[Aim of the task] Identify, in the records below, every line where the string "barred" appears, and copy each such line.

*** Source material ***

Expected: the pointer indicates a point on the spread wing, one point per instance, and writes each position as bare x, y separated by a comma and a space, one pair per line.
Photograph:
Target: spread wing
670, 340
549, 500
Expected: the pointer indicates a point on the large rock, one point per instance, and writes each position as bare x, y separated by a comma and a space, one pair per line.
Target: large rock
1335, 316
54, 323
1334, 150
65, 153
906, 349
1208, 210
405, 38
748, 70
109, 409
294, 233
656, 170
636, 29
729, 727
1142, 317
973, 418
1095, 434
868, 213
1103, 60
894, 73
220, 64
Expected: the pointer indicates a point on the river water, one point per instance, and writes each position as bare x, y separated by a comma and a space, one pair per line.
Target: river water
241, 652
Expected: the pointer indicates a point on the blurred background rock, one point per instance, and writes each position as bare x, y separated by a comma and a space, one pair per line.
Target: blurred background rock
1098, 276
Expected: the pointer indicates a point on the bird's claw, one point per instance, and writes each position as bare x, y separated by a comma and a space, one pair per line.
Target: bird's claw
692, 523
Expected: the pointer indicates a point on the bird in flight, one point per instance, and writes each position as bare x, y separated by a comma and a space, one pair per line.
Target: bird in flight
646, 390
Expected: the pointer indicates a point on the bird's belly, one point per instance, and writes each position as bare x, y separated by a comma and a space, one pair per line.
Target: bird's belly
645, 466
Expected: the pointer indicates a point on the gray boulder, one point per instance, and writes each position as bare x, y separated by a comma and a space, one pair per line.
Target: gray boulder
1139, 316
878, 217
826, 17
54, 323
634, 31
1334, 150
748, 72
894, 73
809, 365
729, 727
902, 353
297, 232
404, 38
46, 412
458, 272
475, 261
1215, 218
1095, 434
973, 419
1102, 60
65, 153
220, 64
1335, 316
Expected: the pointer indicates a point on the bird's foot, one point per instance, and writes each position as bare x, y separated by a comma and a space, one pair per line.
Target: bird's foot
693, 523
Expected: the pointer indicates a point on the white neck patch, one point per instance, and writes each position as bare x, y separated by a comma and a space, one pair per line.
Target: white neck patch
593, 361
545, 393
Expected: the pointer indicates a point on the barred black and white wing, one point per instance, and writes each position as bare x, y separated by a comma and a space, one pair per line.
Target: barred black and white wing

*** End of Source material ***

[Solution to this problem]
Expected: the pointer indicates a point on the barred black and white wing, one point per instance, and writes each position as bare x, y separated by a comma and a space, one pair per line.
Target: barred black and white wing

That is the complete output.